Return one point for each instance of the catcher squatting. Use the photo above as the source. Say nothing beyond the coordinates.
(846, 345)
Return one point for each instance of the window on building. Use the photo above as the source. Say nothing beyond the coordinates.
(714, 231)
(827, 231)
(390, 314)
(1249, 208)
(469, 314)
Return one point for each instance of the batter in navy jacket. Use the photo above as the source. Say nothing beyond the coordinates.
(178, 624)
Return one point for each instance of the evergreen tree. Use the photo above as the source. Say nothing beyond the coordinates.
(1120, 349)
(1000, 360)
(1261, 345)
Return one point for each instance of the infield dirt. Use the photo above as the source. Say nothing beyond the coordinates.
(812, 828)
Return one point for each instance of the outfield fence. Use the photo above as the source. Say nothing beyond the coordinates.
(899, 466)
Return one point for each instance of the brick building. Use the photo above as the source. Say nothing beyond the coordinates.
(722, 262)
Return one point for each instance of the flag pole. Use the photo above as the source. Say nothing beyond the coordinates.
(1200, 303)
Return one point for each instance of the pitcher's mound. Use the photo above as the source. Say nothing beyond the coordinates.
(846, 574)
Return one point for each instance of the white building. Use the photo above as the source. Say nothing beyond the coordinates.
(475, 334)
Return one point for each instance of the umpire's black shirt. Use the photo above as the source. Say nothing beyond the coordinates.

:: REQUIRED TASK ::
Rewrite all the records above, changing every "coordinates" to "x and y values" and leaving everything else as it is.

:: CORRECT OUTPUT ::
Return one point for each instance of the catcher squatting. Use the photo above as the source. Say nothing beyond the x and y values.
(846, 345)
Return one point for each instance of the window on building. Use the photo above as the source. Say nothing beyond the x and y values.
(714, 231)
(827, 231)
(390, 314)
(1249, 208)
(469, 314)
Return one point for each instance of the batter in navy jacket. Use the photo above as the source. Say nothing beyond the x and y values.
(178, 624)
Return one point for each instance of the evergreen tree. Use the photo above as the source. Say nothing beyond the x and y values.
(1120, 349)
(1000, 360)
(1261, 345)
Return one point for each instance of the infield dirt. Use the photo above as the source. Say nothing beyond the x and y values.
(812, 828)
Return one point for each instance of the outfield fence. Use the photo above as the source. Say nothing beyond the x and y values.
(899, 466)
Return one point for each instance of the brick building. Use the photo above as the source. Say nothing beyond the x and y values.
(722, 262)
Return one point for each instance of the flag pole. Use the photo above as the source. Say nothing beyond the x and y values.
(1200, 303)
Return one point for each instance of the pitcher's mound. Use the photo above as the source. Say nothing beyond the x and y values.
(846, 574)
Return one point for each instance of the white building. Use the photo above as the source. Say nothing beyond the x and y values.
(475, 334)
Return one point for each instance of the umpire's black shirt. Use the photo above as the source. Say nothing beyond the x and y values.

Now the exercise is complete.